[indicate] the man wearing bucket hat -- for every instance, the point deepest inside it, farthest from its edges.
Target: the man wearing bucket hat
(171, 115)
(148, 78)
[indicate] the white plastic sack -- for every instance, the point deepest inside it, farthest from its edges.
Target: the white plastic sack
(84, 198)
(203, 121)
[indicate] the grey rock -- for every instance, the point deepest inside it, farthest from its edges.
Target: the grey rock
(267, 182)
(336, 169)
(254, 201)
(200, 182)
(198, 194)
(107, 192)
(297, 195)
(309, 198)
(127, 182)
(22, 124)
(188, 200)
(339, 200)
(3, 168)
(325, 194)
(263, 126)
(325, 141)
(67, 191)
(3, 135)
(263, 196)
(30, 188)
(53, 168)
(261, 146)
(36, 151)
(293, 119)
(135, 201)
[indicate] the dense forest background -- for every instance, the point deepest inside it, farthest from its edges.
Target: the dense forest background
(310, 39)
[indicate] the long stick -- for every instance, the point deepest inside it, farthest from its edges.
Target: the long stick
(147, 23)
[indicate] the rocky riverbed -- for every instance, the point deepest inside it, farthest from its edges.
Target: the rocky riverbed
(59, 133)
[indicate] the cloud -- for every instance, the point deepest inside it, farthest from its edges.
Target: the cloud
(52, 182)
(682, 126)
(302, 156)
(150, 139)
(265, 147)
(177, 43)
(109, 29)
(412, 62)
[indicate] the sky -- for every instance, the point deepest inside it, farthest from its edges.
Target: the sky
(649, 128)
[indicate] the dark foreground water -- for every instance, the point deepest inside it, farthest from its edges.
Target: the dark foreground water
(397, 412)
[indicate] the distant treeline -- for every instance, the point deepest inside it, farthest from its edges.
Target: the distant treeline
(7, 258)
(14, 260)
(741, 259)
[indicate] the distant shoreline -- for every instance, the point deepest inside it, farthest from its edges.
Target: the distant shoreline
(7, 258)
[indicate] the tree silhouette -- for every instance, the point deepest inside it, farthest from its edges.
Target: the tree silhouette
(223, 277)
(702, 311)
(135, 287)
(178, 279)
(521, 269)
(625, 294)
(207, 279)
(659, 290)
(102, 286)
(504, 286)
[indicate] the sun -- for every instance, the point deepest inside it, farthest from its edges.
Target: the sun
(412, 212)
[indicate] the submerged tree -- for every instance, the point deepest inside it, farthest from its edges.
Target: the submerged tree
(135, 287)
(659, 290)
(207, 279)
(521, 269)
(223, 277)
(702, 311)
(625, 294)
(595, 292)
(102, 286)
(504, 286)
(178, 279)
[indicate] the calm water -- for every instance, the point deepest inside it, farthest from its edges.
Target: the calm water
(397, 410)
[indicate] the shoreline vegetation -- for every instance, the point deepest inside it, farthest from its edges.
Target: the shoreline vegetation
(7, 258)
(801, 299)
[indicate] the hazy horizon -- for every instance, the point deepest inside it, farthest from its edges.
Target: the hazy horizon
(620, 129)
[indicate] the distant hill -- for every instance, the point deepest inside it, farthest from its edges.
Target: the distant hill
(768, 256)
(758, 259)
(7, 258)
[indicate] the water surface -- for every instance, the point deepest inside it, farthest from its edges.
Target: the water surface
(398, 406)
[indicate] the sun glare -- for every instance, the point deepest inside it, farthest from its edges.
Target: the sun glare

DIRECTIONS: Write out all of the items above again, substituting "occurrence" for every "instance" and changing nothing else.

RESULT FOR THIS TASK:
[indicate] the man wearing bucket hat -- for every occurrence, the point deepest inside it, farthest from its edges.
Target: the man wearing bucket hat
(171, 115)
(148, 78)
[indicate] the white plastic sack -- for every occurrence, the point deepest inside it, farthest from its edges.
Target: the white plastic sack
(84, 198)
(203, 121)
[indicate] the grey rock -- for every occurrence, the point deepest inside it, farthest from its edges.
Target: the grey rock
(267, 182)
(336, 169)
(254, 201)
(200, 182)
(198, 194)
(107, 192)
(297, 195)
(309, 198)
(127, 182)
(22, 124)
(188, 200)
(339, 200)
(3, 168)
(325, 194)
(263, 126)
(325, 141)
(67, 191)
(3, 135)
(263, 196)
(30, 188)
(53, 168)
(261, 146)
(36, 151)
(293, 119)
(135, 201)
[indicate] the dense forest background -- for every occurrence, the point deepest inside it, farthest from its edges.
Target: the dense forest background
(310, 39)
[indicate] the long stick -- for every occurrence, the point deepest inside it, farthest from its edges.
Target: the long stick
(147, 23)
[indicate] the rocky riverbed -- for every occurrence, the point deepest inside it, farthest from its edges.
Target: the rocky riverbed
(59, 133)
[indicate] the cloud -- for every occurrence, the point deepest inside it, farthest from its edges.
Target: the cloud
(52, 182)
(682, 126)
(302, 156)
(150, 139)
(265, 147)
(177, 43)
(109, 29)
(412, 62)
[indicate] the sky -- for every occurrence, the point deepest inside it, farthest from its edges.
Target: the sky
(649, 128)
[indicate] the dark foreground water -- for every occurrence, the point deepest inside it, farthest from its edges.
Target: the dark foreground water
(397, 412)
[indicate] the distant treeline -- for every occurrence, the point deepest inside it, farthest from its edges.
Target: the distant treeline
(7, 258)
(14, 260)
(741, 259)
[indicate] the distant shoreline -- for every occurrence, the point deepest inside it, farthest from its edges.
Target: the distant shoreline
(7, 258)
[indicate] the tree silhouette -- for every occurrence, the point deepest inside it, farthest from its edges.
Target: the tree silhouette
(223, 277)
(702, 311)
(135, 287)
(178, 279)
(521, 269)
(625, 294)
(207, 279)
(659, 290)
(102, 286)
(504, 286)
[indicate] the sun -- for every occurrence, the point deepest inside it, farthest from its edges.
Target: the sun
(412, 212)
[indicate] the submerged tree -- for every occurrence, the point deepest inside it, farthest from its edges.
Target: the submerged tree
(135, 287)
(659, 290)
(207, 279)
(521, 269)
(223, 277)
(702, 311)
(625, 294)
(595, 292)
(102, 286)
(504, 286)
(178, 279)
[indicate] the calm water -- for every occurrence, the point deepest inside it, farthest from its edges.
Target: the calm water
(397, 410)
[indicate] the shoreline vegetation -- for every occurrence, the point deepest inside it, farthest from its edges.
Target: the shoreline vegetation
(7, 258)
(801, 299)
[indicate] the hazy horizon -- for every occurrence, the point deepest inside it, farthest from its edges.
Target: the hazy horizon
(620, 129)
[indicate] the distant hill -- for every occurrence, the point deepest inside it, farthest from its edges.
Target: the distant hill
(768, 256)
(758, 259)
(7, 258)
[indicate] the water surface -- for every occurrence, the point deepest inside it, farthest from its edges.
Target: the water surface
(398, 406)
[indicate] the sun glare -- for every occurrence, the point deepest inside it, farthest from its edges.
Target: the sun glare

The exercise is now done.